From the material below, pull out every line that contains the string "target".

** begin Given records **

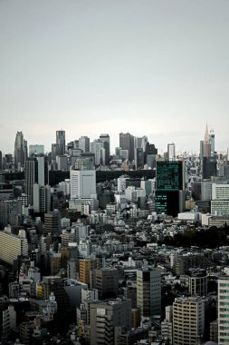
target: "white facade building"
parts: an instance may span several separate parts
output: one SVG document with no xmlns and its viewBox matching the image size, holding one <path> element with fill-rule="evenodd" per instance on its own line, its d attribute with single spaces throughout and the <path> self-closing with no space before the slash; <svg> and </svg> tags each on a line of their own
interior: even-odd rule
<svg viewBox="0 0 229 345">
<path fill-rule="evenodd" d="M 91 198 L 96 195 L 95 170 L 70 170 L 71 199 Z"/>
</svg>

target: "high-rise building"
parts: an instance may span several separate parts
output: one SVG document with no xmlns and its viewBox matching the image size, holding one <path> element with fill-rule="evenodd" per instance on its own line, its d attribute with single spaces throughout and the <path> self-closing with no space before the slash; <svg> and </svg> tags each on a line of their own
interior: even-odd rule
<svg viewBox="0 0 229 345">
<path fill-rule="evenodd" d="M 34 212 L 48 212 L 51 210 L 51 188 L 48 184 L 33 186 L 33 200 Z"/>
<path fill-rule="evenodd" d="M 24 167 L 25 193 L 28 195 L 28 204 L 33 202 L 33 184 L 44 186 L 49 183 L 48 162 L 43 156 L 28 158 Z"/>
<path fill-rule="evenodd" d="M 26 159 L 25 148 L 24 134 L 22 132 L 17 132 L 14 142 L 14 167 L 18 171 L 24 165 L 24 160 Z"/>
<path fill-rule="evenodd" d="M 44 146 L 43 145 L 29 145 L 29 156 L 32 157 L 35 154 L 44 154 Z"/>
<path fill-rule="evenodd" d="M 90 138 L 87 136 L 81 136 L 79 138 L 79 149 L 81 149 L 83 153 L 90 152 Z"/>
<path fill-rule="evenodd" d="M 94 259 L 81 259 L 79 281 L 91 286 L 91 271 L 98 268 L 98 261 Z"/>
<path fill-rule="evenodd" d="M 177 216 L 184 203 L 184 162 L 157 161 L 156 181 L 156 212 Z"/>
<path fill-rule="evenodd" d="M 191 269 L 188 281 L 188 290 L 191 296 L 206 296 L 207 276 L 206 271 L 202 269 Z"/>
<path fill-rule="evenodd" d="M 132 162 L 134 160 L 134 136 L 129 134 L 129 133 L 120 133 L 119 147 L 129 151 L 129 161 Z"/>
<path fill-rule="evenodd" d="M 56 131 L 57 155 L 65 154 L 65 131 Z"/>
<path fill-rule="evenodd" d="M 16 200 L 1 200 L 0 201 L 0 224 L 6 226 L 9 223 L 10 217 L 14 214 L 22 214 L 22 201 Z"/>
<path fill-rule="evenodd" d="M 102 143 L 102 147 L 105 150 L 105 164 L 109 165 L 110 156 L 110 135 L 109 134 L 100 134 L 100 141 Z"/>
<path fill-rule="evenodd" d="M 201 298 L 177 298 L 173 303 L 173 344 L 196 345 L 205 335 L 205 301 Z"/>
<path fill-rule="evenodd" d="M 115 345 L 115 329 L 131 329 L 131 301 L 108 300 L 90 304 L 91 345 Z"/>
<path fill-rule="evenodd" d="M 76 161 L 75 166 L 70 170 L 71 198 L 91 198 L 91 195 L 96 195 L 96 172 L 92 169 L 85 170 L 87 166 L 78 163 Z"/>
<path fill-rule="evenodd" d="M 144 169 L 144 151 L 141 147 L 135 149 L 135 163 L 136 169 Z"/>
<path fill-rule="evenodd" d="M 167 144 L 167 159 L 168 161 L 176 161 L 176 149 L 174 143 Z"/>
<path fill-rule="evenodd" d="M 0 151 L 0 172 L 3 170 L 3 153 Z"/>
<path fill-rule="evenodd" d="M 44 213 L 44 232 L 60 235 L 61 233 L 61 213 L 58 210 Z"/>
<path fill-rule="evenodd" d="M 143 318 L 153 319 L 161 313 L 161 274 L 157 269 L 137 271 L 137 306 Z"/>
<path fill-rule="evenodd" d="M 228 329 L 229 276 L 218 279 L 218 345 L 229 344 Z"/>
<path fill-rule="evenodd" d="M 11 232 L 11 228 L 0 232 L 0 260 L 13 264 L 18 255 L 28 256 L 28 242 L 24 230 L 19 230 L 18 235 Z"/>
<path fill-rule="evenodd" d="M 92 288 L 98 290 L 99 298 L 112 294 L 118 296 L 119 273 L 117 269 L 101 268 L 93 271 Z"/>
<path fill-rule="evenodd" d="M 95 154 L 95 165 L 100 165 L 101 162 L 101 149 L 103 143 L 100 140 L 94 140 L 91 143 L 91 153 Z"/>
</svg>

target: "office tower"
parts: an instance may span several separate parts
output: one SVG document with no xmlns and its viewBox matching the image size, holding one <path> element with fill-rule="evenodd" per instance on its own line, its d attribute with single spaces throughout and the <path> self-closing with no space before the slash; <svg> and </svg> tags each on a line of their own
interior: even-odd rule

** end Given records **
** begin Given records **

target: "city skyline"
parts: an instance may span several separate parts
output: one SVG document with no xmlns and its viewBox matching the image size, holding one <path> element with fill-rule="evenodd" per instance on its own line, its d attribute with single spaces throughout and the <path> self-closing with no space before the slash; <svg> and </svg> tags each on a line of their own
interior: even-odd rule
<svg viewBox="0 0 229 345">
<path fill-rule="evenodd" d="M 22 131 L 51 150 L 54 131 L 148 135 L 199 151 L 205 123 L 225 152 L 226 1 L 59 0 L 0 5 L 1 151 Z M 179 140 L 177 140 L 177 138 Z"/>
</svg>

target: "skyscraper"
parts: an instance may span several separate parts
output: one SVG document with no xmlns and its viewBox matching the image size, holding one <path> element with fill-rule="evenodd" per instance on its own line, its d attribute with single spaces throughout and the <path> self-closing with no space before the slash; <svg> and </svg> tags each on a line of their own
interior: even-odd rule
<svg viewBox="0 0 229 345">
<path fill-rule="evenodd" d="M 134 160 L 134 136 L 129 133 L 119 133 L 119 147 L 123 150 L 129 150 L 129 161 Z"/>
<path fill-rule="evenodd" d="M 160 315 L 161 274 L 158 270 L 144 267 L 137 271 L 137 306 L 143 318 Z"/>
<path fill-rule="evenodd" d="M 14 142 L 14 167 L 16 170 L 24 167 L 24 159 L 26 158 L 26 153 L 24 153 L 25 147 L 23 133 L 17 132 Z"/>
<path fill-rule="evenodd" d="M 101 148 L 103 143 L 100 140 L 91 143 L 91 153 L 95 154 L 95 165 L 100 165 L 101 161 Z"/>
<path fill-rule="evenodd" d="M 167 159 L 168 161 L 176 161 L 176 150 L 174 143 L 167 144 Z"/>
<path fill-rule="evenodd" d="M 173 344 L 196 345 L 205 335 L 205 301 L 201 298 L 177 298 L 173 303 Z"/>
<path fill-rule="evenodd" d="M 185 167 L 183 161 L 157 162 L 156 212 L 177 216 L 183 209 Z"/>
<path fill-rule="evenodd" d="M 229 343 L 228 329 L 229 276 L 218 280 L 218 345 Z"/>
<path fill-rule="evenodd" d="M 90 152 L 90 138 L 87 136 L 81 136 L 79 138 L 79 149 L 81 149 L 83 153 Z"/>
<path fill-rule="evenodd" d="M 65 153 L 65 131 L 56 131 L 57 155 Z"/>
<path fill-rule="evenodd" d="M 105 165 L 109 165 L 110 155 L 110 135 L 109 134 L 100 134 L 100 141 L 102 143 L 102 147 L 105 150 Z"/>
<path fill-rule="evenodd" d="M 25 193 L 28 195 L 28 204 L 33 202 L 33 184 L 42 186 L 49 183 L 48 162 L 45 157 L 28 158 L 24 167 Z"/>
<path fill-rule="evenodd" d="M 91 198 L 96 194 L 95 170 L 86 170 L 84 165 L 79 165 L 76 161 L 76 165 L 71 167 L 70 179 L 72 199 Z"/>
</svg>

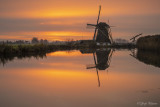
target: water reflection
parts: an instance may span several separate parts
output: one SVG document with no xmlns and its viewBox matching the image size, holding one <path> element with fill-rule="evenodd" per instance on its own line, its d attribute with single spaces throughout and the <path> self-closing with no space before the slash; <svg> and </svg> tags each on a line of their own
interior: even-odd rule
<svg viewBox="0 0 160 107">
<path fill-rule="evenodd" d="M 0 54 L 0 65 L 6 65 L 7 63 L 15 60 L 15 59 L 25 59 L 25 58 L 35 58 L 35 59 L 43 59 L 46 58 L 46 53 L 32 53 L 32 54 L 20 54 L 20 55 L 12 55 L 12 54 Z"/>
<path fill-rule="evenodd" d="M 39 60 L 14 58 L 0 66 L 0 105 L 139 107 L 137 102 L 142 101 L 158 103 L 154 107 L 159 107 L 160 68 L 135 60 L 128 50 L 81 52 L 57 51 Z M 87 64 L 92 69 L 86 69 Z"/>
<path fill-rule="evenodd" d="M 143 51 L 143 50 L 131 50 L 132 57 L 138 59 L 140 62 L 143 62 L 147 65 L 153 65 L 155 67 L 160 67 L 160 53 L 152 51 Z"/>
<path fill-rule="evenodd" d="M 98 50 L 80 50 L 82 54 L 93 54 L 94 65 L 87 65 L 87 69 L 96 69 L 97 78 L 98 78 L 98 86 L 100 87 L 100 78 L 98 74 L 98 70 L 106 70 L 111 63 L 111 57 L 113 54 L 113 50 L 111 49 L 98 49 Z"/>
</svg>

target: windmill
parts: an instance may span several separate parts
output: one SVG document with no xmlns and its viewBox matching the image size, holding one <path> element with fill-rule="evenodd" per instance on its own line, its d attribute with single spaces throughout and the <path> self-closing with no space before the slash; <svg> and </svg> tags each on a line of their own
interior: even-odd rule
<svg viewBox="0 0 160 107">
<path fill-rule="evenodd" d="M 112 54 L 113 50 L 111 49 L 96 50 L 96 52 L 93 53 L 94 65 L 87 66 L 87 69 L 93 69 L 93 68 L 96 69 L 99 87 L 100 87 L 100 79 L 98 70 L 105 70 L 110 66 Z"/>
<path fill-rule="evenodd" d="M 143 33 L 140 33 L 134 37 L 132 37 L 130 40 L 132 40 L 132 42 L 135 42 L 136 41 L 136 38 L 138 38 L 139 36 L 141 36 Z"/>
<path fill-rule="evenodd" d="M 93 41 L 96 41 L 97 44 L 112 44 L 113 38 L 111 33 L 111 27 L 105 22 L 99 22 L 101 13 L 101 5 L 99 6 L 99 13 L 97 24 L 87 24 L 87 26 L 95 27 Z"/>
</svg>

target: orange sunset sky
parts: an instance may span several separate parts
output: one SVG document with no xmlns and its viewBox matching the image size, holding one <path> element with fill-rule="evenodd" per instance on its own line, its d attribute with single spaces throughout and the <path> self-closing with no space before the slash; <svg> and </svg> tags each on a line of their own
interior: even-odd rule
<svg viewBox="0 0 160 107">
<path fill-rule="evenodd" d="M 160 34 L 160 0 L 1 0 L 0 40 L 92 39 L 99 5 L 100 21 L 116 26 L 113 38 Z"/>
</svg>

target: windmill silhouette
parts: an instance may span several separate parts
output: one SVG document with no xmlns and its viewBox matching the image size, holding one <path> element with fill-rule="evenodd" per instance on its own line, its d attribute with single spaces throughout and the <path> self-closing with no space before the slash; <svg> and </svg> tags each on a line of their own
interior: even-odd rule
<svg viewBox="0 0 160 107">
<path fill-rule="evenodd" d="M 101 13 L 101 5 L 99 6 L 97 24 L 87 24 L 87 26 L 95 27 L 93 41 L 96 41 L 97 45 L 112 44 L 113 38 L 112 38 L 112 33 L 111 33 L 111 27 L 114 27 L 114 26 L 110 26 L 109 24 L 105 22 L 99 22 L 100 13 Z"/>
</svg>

** end Given records **

_Written solution_:
target: "white facade building"
target: "high-rise building"
target: "office tower"
target: "city skyline"
target: "skyscraper"
target: water reflection
target: windmill
target: orange sunset sky
target: windmill silhouette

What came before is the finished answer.